* INSTRUCTIONS FOR THE TASK
All lines in the records that carry the string "crop" are to be shown.

[Referring expression data]
· · · · ·

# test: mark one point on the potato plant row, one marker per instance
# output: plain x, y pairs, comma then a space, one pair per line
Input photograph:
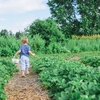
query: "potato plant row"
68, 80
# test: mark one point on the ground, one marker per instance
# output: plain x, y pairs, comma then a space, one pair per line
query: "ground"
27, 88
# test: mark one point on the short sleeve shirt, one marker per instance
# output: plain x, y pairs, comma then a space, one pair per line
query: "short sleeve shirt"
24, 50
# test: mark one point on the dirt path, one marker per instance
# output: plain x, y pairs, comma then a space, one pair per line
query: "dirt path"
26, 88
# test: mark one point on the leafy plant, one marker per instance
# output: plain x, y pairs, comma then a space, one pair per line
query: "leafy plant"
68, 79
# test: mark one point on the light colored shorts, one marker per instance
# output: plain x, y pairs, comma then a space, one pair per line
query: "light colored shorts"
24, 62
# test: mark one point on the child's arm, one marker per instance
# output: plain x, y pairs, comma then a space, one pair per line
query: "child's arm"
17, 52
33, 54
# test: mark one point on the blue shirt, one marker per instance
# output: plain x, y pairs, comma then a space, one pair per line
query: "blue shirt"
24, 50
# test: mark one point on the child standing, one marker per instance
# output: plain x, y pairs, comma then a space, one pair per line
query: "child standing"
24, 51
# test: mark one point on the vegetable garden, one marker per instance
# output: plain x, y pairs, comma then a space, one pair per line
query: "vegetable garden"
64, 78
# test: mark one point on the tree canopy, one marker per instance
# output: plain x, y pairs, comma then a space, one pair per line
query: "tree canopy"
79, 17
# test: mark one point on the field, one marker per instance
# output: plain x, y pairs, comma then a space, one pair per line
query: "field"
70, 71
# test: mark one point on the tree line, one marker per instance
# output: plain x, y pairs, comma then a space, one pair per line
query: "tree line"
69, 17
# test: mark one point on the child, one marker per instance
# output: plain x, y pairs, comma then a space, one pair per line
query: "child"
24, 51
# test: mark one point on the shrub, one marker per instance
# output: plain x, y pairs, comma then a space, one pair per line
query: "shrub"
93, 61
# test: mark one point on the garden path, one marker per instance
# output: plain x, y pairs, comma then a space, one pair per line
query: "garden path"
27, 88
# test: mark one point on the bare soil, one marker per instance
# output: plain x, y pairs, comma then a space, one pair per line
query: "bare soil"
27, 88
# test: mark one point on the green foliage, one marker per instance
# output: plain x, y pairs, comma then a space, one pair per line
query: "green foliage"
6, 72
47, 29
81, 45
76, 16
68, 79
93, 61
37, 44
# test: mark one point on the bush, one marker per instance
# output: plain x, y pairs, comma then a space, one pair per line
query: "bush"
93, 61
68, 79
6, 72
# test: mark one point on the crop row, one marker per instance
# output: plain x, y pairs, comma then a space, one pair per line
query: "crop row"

· · · · ·

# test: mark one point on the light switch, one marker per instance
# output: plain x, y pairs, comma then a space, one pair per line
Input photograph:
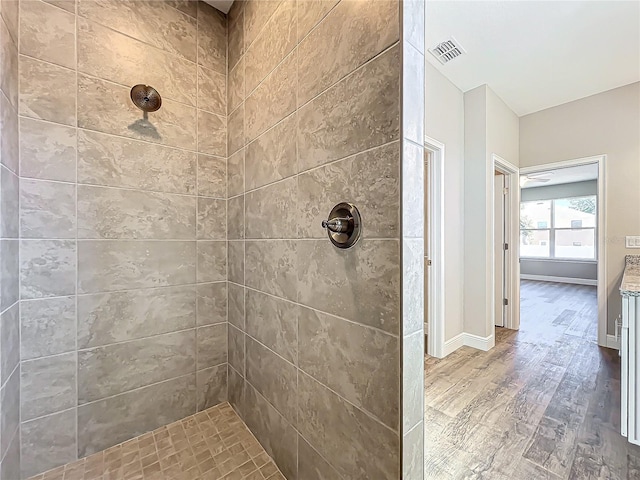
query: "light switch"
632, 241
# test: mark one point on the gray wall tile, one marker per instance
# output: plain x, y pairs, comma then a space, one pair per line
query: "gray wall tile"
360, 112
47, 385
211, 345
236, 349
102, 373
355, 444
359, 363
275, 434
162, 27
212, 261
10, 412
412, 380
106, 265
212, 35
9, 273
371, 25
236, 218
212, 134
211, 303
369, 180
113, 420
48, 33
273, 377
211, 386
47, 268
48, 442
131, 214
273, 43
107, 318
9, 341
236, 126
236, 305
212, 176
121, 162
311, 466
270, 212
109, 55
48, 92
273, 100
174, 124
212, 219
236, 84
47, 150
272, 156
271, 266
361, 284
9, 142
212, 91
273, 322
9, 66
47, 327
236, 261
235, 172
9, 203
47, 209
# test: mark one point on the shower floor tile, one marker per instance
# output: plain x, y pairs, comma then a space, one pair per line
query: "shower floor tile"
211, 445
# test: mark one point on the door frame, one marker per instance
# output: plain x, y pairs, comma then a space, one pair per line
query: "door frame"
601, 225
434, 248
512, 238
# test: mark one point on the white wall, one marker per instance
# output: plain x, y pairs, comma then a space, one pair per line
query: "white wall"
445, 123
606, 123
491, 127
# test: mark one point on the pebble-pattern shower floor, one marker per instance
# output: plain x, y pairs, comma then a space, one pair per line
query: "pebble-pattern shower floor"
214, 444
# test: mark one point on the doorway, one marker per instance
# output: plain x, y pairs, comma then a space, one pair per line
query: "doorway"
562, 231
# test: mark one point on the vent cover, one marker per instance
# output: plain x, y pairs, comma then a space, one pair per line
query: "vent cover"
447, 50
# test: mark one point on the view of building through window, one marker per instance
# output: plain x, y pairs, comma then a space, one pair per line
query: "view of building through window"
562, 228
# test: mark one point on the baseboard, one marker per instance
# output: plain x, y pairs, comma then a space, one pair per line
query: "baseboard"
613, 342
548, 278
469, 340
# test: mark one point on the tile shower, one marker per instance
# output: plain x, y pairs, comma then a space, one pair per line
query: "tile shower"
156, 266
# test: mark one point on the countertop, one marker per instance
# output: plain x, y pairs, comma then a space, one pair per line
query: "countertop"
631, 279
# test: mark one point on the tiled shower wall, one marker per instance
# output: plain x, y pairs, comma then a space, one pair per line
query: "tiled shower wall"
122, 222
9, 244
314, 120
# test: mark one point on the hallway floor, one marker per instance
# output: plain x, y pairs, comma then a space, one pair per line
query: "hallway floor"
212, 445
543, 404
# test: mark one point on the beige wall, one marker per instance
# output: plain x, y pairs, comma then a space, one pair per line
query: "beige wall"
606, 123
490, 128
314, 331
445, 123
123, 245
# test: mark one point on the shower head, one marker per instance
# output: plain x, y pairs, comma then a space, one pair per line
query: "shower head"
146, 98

· · · · ·

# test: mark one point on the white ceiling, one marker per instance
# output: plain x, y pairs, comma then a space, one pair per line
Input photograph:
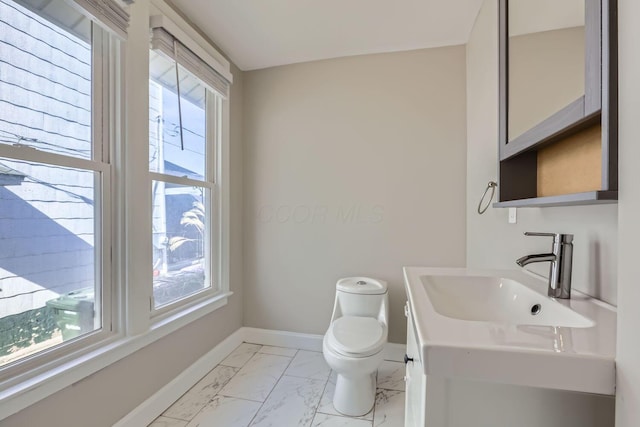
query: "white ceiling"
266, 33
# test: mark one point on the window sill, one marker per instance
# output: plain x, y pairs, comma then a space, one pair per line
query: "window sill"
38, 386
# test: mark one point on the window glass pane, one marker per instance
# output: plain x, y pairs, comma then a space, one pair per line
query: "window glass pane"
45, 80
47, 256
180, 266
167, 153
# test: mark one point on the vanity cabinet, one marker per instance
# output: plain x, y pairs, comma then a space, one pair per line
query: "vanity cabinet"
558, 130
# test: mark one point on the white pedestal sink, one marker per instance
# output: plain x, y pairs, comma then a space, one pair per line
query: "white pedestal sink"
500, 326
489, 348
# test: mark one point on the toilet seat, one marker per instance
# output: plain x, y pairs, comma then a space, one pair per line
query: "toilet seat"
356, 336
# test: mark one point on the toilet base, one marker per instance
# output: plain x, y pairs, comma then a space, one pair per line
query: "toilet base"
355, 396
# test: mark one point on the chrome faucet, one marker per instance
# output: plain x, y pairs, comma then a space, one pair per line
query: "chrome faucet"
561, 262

· · · · ·

* SOLUTION FOR THIS EXERCISE
# test: mark one point on the crop row, one marker per instance
query: "crop row"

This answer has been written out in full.